**Texto proporcionado**
################

Detrás de la digitalización se esconden poderosos intereses económicos e ideológicos
Pero esta situación coyuntural de improvisación, donde se ha puesto una vez más de relieve la brecha digital no puede despistarnos de la ofensiva estratégica de las grandes plataformas digitales para imponer su dominio económico -el negocio es extraordinariamente suculento- e ideológico, tratando de colonizar la enseñanza mediante un pensamiento único (entre las megacorporaciones multinacionales cabe citar, entre otras: Apple, Google, Microsoft, Disney, Netflix, Prisa/Santillana). Para ello se vale de estudiadas y, cada vez más sofisticadas, técnicas de persuasión e influencia social para modificar actitudes y comportamientos de los usuarios.
Algo semejante ocurrió en nuestro país, aunque de forma menos perfeccionada y con más control sobre los contenidos, al desarrollarse la industria de los libros de texto a partir de la Ley General de Educación de 1970. Se convirtió en el artefacto que definía y condicionaba -más allá de las orientaciones bienintencionadas de algunas reformas- la cultura escolar: lo que todo alumnado debía aprender y cómo debía aprenderlo. La hegemonía del manual escolar proporcionaba una estabilidad al sistema educativo y una enorme seguridad al profesorado en su zona de confort, aunque siempre ha habido colectivos docentes que han encontrado alternativas con otro tipo de materiales curriculares, sin dejar de utilizar, en algunos casos, los libros de texto como un recurso más entre otros muchos. (Sobre esta cuestión recomendamos dos lecturas imprescindibles: El libro de texto y la política cultural, de M. Apple, Morata, Madrid, 1990; y Políticas del libro de texto escolar, de J. Martínez Bonafé, Morata, Madrid, 2002).
La doctrina del shock de Naomi Klein siempre planea en estas situaciones de crisis y excepcionalidad que son aprovechadas para imponer a la ciudadanía nuevas relaciones y estructuras de poder más invisibles y subterráneas. Para ello recurre a diversos mecanismos de dominio y control, y uno de los más efectivos hoy día son las nuevas tecnologías. El otro es, sin duda, el creciente control de datos y algoritmos, bien sea amparándose en razones sanitarias con una aplicación de geolocalización en el móvil que controle todos nuestros pasos o mediante otras intervenciones sociales y administrativas, o entrando directamente en los centros donde se obtiene gran cantidad de información del alumnado que puede venderse en el futuro a empresas o al mejor postor. Se dice, y no sin razón, que en Google y en Facebook ya saben más de ti que la policía. En la práctica, se hace difícil regular el uso perverso de la información sobre nuestra privacidad, en un momento en que lo ético y lo inmoral se difuminan y se destruyen los procesos democráticos (lo cuentan muy bien M. Peirano en El enemigo conoce el sistema, Debate, Madrid, 2019; y Y. Noah Harari en 21 lecciones para el siglo XXI, Debate, Barcelona, 2018).

################

**Tarea por hacer**
Responde con datos del texto sobre la digitalización:
1. ¿A partir de qué ley se desarrolló en el país la industria de los libros de texto?
2. ¿Qué doctrina, y de quién, se menciona al hablar de situaciones de crisis y excepcionalidad?
3. ¿En qué dos empresas se dice que ya saben más de ti que la policía?
Las líneas que vienen a continuación no tienen relación con el texto.

**Líneas mostradas**

################

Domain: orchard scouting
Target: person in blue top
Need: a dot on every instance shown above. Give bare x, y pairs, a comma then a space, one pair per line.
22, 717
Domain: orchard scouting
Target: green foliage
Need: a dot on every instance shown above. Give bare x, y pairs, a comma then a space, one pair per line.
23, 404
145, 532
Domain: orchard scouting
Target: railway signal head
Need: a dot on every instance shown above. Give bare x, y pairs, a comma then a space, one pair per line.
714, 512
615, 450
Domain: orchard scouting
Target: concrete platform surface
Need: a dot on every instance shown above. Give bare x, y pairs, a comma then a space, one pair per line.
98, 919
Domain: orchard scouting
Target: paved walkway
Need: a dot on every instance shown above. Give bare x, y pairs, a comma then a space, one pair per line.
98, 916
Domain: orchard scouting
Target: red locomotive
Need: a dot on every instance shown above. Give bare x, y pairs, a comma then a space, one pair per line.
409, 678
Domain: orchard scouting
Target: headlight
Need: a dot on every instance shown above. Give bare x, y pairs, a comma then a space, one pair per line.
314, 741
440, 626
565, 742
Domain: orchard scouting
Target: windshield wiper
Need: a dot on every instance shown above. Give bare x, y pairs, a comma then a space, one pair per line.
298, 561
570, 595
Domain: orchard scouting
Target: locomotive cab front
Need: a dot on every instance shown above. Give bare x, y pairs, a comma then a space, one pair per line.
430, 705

################

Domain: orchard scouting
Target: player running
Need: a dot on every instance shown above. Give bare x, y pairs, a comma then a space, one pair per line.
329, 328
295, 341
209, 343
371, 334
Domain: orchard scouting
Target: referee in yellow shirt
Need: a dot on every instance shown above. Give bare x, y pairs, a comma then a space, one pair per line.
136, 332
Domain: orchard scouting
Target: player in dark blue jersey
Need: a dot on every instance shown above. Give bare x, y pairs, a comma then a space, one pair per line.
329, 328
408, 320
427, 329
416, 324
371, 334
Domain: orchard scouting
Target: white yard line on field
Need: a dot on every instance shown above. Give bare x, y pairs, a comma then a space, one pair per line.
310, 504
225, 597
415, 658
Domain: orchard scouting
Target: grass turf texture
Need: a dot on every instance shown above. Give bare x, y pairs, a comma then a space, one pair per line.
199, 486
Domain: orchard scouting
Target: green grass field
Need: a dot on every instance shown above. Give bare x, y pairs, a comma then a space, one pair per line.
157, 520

################

**Respuesta correcta**
1. La Ley General de Educación de 1970.
2. La doctrina del shock, de Naomi Klein.
3. Google y Facebook.